··· Data for the task

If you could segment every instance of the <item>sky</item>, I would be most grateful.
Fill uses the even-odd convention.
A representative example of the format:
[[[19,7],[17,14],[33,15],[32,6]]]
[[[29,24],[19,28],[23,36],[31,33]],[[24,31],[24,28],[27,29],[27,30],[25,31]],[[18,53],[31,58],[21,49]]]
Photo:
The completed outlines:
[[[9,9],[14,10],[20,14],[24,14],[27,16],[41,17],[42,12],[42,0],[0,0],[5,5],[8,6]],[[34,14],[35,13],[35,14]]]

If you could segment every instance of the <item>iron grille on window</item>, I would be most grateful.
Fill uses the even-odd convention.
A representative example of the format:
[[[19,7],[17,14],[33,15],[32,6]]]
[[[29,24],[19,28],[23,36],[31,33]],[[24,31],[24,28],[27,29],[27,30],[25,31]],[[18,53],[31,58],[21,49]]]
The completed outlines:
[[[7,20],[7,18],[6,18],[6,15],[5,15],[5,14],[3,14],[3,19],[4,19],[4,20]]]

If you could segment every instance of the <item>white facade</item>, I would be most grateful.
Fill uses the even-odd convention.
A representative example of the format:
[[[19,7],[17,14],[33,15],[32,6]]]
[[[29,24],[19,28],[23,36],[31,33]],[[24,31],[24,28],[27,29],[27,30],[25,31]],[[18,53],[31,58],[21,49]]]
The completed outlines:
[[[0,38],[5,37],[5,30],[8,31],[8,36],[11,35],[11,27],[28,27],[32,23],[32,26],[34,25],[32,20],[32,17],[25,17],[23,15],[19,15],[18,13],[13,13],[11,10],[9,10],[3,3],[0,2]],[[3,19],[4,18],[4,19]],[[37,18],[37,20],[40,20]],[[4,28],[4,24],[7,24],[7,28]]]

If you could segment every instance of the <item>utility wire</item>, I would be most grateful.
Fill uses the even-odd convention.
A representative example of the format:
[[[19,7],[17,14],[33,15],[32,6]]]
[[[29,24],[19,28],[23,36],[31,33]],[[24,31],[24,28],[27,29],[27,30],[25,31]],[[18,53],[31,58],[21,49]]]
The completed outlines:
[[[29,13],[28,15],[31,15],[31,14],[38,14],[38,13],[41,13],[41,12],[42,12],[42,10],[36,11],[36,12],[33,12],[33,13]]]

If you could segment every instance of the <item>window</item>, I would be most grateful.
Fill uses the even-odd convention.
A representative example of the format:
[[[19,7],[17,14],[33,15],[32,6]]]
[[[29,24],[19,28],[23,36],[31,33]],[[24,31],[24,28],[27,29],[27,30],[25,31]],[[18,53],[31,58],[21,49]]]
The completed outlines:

······

* [Your objective] Transcribe the records above exactly, but only from the line that contains "If you could segment every instance of the <item>utility" through their final line, inclusive.

* [Correct response]
If you could segment every instance of the <item>utility wire</item>, I would be most grateful.
Fill uses the even-odd convention.
A representative example of the format:
[[[19,7],[17,14],[33,15],[32,6]]]
[[[29,24],[19,28],[23,36],[31,33]],[[24,31],[24,28],[27,29],[27,30],[25,31]],[[18,53],[31,58],[21,49]]]
The completed outlines:
[[[29,13],[28,15],[31,15],[31,14],[38,14],[38,13],[41,13],[41,12],[42,12],[42,10],[36,11],[36,12],[33,12],[33,13]]]

If you could segment every instance of the <item>window</item>, I would be most grateful.
Fill uses the even-odd convention.
A representative example of the format:
[[[19,7],[17,14],[33,15],[32,6]]]
[[[29,24],[19,28],[23,36],[31,33]],[[24,31],[24,28],[27,29],[27,30],[25,31]],[[18,53],[31,58],[21,49]]]
The completed outlines:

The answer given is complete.